## DESCRIPTION OF THE TASK
Return the full set of entries exactly. Omit none.

BEGIN AVAILABLE DATA

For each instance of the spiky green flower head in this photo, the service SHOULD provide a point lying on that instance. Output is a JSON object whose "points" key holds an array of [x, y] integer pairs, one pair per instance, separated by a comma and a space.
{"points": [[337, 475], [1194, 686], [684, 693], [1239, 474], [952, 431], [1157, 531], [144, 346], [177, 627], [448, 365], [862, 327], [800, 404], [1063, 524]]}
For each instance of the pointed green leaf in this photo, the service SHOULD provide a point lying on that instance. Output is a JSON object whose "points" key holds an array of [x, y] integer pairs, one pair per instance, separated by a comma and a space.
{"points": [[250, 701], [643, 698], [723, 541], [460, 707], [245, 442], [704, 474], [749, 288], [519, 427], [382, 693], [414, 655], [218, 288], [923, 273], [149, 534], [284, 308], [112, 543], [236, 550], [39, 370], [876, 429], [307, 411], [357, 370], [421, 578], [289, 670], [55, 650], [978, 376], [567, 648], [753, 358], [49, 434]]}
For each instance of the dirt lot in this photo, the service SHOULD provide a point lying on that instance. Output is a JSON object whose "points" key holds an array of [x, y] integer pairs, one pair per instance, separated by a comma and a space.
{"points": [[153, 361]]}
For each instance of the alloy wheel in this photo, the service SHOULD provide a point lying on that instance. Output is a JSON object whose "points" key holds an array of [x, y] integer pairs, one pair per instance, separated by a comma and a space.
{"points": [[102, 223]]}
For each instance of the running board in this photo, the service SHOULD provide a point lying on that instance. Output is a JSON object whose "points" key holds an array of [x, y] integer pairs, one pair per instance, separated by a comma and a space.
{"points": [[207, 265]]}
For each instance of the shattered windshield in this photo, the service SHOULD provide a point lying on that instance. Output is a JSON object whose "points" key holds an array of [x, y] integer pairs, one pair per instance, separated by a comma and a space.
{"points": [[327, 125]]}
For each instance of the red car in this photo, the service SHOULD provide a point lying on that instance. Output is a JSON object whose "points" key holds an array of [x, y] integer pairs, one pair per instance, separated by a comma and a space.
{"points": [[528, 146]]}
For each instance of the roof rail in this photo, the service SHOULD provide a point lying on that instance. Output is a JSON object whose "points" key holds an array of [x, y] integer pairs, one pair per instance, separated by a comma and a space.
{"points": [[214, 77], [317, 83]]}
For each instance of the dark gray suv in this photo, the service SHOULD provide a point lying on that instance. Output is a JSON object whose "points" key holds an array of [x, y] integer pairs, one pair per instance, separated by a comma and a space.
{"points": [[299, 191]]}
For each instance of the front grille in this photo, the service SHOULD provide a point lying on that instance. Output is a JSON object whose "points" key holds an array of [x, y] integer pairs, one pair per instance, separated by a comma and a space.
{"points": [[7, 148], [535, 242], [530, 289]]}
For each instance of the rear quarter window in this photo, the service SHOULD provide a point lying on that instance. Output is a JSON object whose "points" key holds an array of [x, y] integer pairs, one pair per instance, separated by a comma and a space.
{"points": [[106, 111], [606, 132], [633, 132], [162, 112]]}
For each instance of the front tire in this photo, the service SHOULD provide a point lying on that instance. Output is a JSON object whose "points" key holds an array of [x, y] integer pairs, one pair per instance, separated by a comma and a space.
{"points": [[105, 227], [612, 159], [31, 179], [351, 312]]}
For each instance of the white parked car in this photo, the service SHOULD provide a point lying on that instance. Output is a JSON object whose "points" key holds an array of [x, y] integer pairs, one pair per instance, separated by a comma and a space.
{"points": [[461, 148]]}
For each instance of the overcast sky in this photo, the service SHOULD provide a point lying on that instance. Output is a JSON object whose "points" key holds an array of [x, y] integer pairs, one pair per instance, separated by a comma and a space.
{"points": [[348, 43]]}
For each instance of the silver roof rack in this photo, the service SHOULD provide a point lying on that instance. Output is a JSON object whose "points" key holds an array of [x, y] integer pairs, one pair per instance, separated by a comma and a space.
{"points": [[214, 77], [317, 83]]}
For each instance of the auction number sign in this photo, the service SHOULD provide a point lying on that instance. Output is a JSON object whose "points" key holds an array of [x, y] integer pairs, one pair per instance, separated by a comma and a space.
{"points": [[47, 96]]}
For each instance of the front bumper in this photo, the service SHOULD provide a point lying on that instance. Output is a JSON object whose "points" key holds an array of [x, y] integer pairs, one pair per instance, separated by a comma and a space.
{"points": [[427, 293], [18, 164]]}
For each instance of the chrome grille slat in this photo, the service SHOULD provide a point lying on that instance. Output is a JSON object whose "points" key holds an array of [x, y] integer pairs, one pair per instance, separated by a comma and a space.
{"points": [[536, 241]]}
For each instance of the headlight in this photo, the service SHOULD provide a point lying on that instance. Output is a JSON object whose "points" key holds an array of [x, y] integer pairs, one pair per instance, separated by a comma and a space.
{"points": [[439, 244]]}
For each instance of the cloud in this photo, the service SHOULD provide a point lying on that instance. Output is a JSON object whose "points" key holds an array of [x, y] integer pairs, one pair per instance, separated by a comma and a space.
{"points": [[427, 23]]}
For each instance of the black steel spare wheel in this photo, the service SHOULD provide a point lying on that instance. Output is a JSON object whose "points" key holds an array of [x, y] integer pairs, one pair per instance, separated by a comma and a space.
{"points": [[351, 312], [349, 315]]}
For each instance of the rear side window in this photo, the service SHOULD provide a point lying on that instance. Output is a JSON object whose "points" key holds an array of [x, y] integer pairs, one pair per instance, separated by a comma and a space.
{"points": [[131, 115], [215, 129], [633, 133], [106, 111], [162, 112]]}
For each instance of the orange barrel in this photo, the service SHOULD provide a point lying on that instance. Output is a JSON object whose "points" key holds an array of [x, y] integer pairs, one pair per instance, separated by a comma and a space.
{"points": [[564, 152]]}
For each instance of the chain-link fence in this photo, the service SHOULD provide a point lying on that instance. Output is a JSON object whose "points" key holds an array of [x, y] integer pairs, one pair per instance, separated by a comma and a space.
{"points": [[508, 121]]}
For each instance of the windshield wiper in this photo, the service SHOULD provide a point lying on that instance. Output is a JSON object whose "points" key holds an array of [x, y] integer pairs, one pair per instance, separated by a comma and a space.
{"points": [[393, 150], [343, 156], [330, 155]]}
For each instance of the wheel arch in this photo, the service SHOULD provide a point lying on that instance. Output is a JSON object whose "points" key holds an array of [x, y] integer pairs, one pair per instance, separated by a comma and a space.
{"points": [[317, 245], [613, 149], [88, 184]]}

END AVAILABLE DATA

## RESULT BELOW
For each instance of the spiky green flower head in this photo, the service SHOULD provide a point lying on that instance. Output is a JSON object whose "points" key holds an array of [x, y] integer pairs, one pair per instance, separated by a comma and a space.
{"points": [[337, 475], [1194, 686], [684, 693], [1239, 474], [952, 431], [1157, 531], [144, 346], [177, 627], [448, 365], [862, 327], [800, 404], [1063, 524]]}
For each instance of the pointed green leaf in this photo, the service SHOULD provide a point lying on that instance. Output is a JSON object whose "points" key holds an array of [x, y] integer pairs, one pair per instance, separated by a comma and a space.
{"points": [[250, 701], [643, 698], [723, 541], [460, 707], [245, 442], [704, 474], [749, 288], [519, 427], [382, 693], [414, 655], [218, 288], [923, 273], [149, 534], [284, 308], [112, 543], [236, 550], [39, 370], [876, 429], [307, 411], [357, 370], [421, 578], [289, 670], [55, 650], [978, 376], [567, 648], [753, 358], [49, 434]]}
For each instance of the dirt lot in this photo, the service SHOULD provide a point lying on that instance. Output is a JSON object whose "points" key holds an array of [x, y] integer pairs, one pair per instance, separated by a comma and a space.
{"points": [[153, 361]]}
For each instance of the alloy wheel in this photo, the service SHOULD provide a point lying on that instance. Output is a JSON object whose "points" key holds an array of [x, y] integer pairs, one pair per instance, separated by a comma and a space.
{"points": [[102, 223]]}
For each instance of the running board in this photo, the service SHOULD provide a point lying on that instance. Output is a JSON object whose "points" key holds an array of [x, y] integer pairs, one pair per instance, separated by a comma and a space.
{"points": [[207, 265]]}
For each instance of the shattered windshield in this photo, the service SHOULD provide a point lying on that instance. Output is a JSON object whose "points" key holds an array of [x, y] integer pairs, one pair per instance, separated by a comma and a space.
{"points": [[327, 125]]}
For each instance of the red car in this photo, the service SHOULD provide a point lying on that instance. Output is a JSON object whose "points" key holds an array of [x, y] integer pairs, one pair per instance, separated by a comma and a space.
{"points": [[528, 146]]}
For each instance of the roof rail in this photo, the service SHOULD provide a point lying on that instance. Output is a JSON object whose "points" key holds an array of [x, y] integer pairs, one pair per instance, separated by a comma and a space.
{"points": [[214, 77], [317, 83]]}
For each instance of the dark gray suv in this photo, the service SHOULD provide a point lying on that instance. Output is a JSON object whose "points" key holds an array of [x, y] integer pairs, one pair per instance, separated by a comma and a space.
{"points": [[299, 191]]}
For each instance of the front grille in this photo, the service SHOULD provide a point lying on that instance. Output is a JSON object whose "points" key holds an array of [x, y] integer pairs, one pair per instance, separated by a comma and a space.
{"points": [[7, 148], [535, 242], [530, 289]]}
For each instance of the rear quarter window in this photo, the service SHOULD provide a point lying on that instance. Output is a JSON object whose "points" key holds an array of [x, y] integer pairs, one pair per instance, separated by a comma and a space.
{"points": [[106, 111], [606, 132], [633, 132], [162, 112]]}
For each instance of the front tire in this photo, the service SHOULD provide a point lying on that instance. Output is a JSON object whose "points" key holds an array of [x, y] integer pairs, one pair per instance, separated by a comma and a space.
{"points": [[105, 227], [612, 159], [31, 179], [351, 312]]}
For each instance of the white parked car in this photo, the service SHOULD provide a point lying on that instance. Output is a JSON object whose "points" key holds an array of [x, y] integer pairs, one pair per instance, separated by a comma and a space.
{"points": [[461, 148]]}
For each instance of the overcast sky in this photo, the service SHOULD provide a point lying on that instance. Output is a JSON object whose "points" key holds an array of [x, y] integer pairs, one pair per instance, separated by a comma and a space.
{"points": [[348, 43]]}
For each instance of the silver roof rack in this photo, the service SHOULD provide a point lying on that instance. Output is a JSON object whose "points" key holds an array of [x, y] integer pairs, one pair per instance, separated by a comma and a space.
{"points": [[214, 77], [317, 83]]}
For each instance of the auction number sign in this photo, the service SHOULD provide a point lying on that instance. Output is a JSON object whose "points" key holds an array of [x, y] integer pairs, one pair per instance, separated by a comma and a space.
{"points": [[47, 96]]}
For each instance of the front bumper in this photo, the service SHOULD provide a point lying on that instance. Output is a JSON object whose "points" key holds an array of [x, y] integer pairs, one pair per instance, separated by a comma and a space.
{"points": [[427, 293], [18, 164]]}
For each instance of the chrome grille slat in this photo, the service SHOULD provide a point lying on that instance. Output is a JSON object whose "points" key holds an array of [x, y] integer pairs, one pair per instance, separated by a comma and a space.
{"points": [[536, 241]]}
For each instance of the headlight in this photo, the service SHOULD provide a point lying on that instance. Output is a JSON object whose "points" key holds an array of [x, y] integer pairs, one pair per instance, separated by a comma and a space.
{"points": [[439, 244]]}
For each instance of the cloud in this photo, the service SHOULD provide a point lying on that instance. Output is a JSON object whose "points" key holds an array of [x, y] integer pairs, one pair per instance, separated by a comma and a space.
{"points": [[427, 23]]}
For each instance of the black steel spare wheel in this photo, the service SHOULD provide a point lying on that instance. Output is a JSON object whose "points" key holds an array of [x, y] integer pairs, one pair per instance, separated by a comma and a space.
{"points": [[351, 312], [349, 315]]}
For each instance of the rear side window in this photo, the service SHOULD provide a point lying on that instance. Output is a JSON object whose "points" key holds an array of [x, y] integer pairs, one pair per instance, separated by a comma and a space.
{"points": [[131, 115], [215, 129], [633, 133], [106, 111], [162, 112]]}
For each instance of the orange barrel in this photo, the service SHOULD provide a point lying on that instance. Output is a JSON object whose "points" key holds an array of [x, y] integer pairs, one pair per instance, separated by a comma and a space.
{"points": [[564, 152]]}
For each instance of the chain-link fence in this photo, the service SHOULD provide a point lying on that instance. Output is a JSON object whose "points" key holds an array of [x, y] integer pairs, one pair per instance, separated by a comma and a space.
{"points": [[508, 121]]}
For each instance of the windshield wiper in this photo, the service SHOULD provide a point lying on that instance. Output is a JSON object whose "points" key holds an array of [x, y] integer pairs, one pair per instance, separated by a comma and a space.
{"points": [[393, 150], [343, 156], [330, 155]]}
For each instance of the wheel arch in this photo, the service SHOULD provide a point lying on that instance. Output is a JSON object whose "points" key holds an array of [x, y] integer pairs, one pair per instance, separated by a comma and a space.
{"points": [[317, 245], [613, 149], [88, 184]]}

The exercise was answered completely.